> **WHAT YOU WILL DO**:
Among the records that follow, set down only the lines from the one containing "Tag the green stem" to the one containing "Tag the flower", both included, exactly.

> **INFORMATION GIVEN**:
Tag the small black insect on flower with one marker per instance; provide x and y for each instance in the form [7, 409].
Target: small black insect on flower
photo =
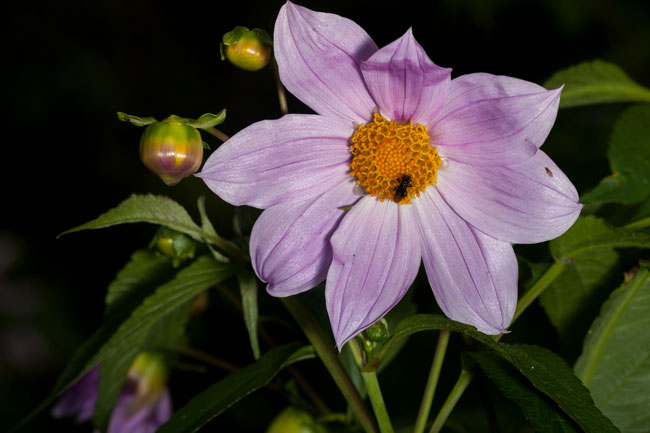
[400, 190]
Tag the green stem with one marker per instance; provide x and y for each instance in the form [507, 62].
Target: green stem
[374, 392]
[230, 248]
[220, 135]
[545, 280]
[637, 225]
[432, 382]
[457, 391]
[282, 97]
[324, 347]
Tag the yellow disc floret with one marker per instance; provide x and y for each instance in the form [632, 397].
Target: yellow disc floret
[392, 160]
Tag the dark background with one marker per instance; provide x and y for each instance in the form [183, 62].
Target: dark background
[66, 159]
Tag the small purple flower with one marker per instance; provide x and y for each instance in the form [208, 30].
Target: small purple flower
[443, 171]
[79, 399]
[143, 405]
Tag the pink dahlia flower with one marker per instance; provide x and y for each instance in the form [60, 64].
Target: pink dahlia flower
[434, 169]
[144, 404]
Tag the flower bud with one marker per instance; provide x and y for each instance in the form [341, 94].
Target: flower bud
[377, 333]
[247, 49]
[149, 373]
[174, 245]
[293, 420]
[171, 149]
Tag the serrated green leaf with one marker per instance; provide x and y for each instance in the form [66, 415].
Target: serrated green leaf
[574, 297]
[545, 370]
[596, 82]
[208, 120]
[138, 279]
[225, 393]
[145, 271]
[146, 208]
[615, 361]
[544, 415]
[117, 355]
[629, 159]
[551, 375]
[590, 233]
[248, 290]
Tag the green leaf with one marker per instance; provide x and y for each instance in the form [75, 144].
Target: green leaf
[136, 120]
[142, 274]
[146, 208]
[590, 233]
[208, 120]
[573, 300]
[418, 323]
[545, 370]
[225, 393]
[551, 375]
[248, 289]
[117, 355]
[543, 414]
[138, 279]
[594, 83]
[629, 159]
[615, 361]
[405, 308]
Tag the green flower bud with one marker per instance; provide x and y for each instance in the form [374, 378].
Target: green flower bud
[149, 372]
[173, 244]
[378, 332]
[247, 49]
[171, 149]
[293, 420]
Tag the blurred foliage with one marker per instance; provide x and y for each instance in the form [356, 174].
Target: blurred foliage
[72, 66]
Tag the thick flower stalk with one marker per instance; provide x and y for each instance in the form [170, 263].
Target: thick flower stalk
[400, 165]
[143, 405]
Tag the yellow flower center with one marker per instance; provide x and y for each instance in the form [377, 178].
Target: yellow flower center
[392, 160]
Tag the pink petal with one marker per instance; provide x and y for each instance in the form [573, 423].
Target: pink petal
[492, 119]
[290, 243]
[318, 57]
[473, 276]
[405, 83]
[524, 203]
[279, 161]
[376, 258]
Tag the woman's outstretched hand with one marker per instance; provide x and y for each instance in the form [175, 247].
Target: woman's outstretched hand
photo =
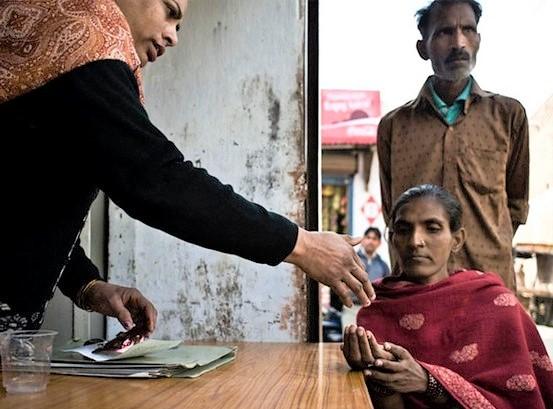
[330, 259]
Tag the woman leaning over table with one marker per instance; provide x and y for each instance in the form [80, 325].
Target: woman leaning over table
[73, 122]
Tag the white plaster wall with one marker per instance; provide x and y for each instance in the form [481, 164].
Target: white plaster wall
[231, 97]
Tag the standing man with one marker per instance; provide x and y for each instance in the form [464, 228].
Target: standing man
[474, 143]
[374, 265]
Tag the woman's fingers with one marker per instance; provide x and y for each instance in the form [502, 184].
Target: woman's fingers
[364, 348]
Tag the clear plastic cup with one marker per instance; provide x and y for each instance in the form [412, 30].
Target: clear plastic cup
[26, 359]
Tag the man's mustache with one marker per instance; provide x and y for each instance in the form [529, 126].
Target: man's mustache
[457, 55]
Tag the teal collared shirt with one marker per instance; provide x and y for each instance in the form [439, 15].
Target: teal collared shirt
[451, 113]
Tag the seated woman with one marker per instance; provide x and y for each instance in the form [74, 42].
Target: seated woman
[434, 338]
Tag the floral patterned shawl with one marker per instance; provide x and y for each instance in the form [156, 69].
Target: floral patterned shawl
[43, 39]
[471, 333]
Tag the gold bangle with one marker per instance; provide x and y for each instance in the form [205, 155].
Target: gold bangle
[81, 294]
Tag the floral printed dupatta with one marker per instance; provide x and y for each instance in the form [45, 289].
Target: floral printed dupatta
[471, 333]
[43, 39]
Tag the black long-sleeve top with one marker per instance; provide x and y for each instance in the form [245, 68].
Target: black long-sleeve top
[87, 130]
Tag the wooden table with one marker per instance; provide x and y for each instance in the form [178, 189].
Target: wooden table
[264, 375]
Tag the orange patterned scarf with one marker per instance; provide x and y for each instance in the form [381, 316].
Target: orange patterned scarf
[43, 39]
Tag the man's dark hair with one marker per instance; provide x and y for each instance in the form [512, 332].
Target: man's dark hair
[374, 230]
[424, 14]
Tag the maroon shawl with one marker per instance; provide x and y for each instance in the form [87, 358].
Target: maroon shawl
[471, 333]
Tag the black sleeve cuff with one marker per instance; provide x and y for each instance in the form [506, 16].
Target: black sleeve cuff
[78, 272]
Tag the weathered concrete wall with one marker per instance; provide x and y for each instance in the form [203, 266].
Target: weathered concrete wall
[231, 97]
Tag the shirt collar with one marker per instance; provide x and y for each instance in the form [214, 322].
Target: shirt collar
[425, 95]
[461, 98]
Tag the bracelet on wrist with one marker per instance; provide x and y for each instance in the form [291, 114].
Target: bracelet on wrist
[80, 299]
[379, 389]
[434, 390]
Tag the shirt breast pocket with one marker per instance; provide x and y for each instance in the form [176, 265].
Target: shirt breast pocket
[483, 169]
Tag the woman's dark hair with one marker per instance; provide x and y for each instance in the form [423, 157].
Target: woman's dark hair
[442, 196]
[423, 15]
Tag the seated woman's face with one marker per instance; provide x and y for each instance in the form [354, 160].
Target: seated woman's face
[423, 241]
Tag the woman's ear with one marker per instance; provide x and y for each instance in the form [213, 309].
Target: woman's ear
[458, 240]
[422, 50]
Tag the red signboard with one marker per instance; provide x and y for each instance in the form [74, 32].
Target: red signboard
[349, 117]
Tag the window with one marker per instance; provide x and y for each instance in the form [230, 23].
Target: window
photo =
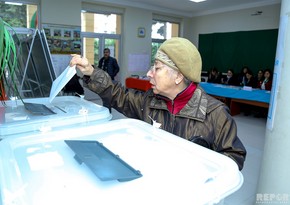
[19, 15]
[162, 30]
[100, 31]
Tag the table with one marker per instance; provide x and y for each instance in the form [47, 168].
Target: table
[233, 96]
[138, 83]
[39, 168]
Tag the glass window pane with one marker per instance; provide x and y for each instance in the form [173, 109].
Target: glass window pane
[100, 23]
[20, 15]
[161, 31]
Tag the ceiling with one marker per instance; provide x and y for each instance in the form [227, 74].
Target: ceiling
[187, 8]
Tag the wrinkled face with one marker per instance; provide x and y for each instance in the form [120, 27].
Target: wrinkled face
[248, 76]
[260, 74]
[245, 70]
[229, 74]
[162, 78]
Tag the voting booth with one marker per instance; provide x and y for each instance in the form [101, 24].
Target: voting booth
[122, 161]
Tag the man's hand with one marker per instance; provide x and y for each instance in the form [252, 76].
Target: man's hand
[82, 64]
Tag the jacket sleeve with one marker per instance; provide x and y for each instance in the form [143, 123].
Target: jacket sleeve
[129, 102]
[226, 140]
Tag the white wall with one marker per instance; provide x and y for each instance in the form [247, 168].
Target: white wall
[63, 12]
[131, 43]
[67, 12]
[240, 20]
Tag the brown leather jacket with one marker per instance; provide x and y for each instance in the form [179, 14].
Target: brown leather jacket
[202, 116]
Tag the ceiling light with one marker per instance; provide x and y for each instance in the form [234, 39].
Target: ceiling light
[13, 3]
[197, 1]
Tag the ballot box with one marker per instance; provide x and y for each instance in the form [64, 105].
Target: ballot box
[40, 115]
[123, 161]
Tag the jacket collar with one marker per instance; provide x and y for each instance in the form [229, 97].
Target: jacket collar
[195, 108]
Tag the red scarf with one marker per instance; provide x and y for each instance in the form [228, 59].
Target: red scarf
[181, 99]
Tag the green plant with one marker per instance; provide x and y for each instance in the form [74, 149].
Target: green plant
[8, 62]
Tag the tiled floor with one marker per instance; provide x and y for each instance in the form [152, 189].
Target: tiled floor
[252, 133]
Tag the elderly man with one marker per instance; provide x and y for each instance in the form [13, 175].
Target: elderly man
[176, 101]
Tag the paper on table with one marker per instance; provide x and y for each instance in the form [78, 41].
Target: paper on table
[61, 81]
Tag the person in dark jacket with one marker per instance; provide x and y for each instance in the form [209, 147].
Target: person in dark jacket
[109, 64]
[176, 101]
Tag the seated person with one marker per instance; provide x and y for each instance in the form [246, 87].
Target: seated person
[230, 79]
[214, 76]
[267, 83]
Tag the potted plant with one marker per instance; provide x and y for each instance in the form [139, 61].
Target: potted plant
[8, 62]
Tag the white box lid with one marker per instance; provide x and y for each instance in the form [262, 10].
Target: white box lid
[40, 169]
[70, 111]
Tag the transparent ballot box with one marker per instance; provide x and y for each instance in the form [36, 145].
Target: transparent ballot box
[38, 114]
[130, 162]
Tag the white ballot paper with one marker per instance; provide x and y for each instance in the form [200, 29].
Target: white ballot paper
[59, 83]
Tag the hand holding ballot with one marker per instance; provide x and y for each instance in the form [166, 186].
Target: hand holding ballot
[82, 64]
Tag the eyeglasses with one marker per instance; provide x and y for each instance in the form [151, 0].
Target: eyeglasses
[156, 67]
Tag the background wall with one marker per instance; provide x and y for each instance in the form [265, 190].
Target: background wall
[68, 12]
[239, 20]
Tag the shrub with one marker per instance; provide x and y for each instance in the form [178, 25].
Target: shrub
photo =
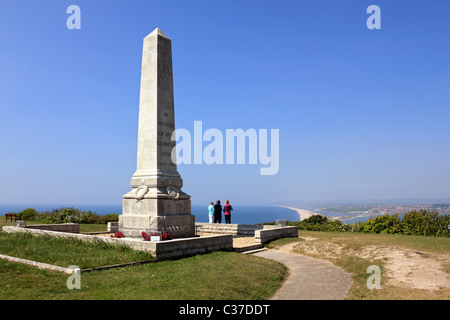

> **EXERCISE OUTPUT**:
Tag the green stem with one marker per instance; provide x and y for each instance in the form [507, 62].
Target: green stem
[374, 392]
[230, 248]
[220, 135]
[545, 280]
[637, 225]
[432, 382]
[457, 391]
[282, 97]
[324, 347]
Tag the yellow disc floret with one marker per instance; provide x and y for each instance in the form [632, 397].
Target: yellow disc floret
[392, 160]
Tag the dark background with one marker per instance; provide x and y for each instance in the form [183, 62].
Target: dark background
[66, 159]
Tag the small purple flower with one marker per instance; provide x and y for each instance in the form [208, 30].
Target: small purple flower
[443, 171]
[79, 399]
[143, 405]
Tag the pink dahlia flower with one marker per instance; provide x and y for each instance in the form [60, 64].
Target: pink dahlia flower
[434, 169]
[144, 404]
Tag the flower bud with one marker per instance; provide x and y for each instance in the form [341, 94].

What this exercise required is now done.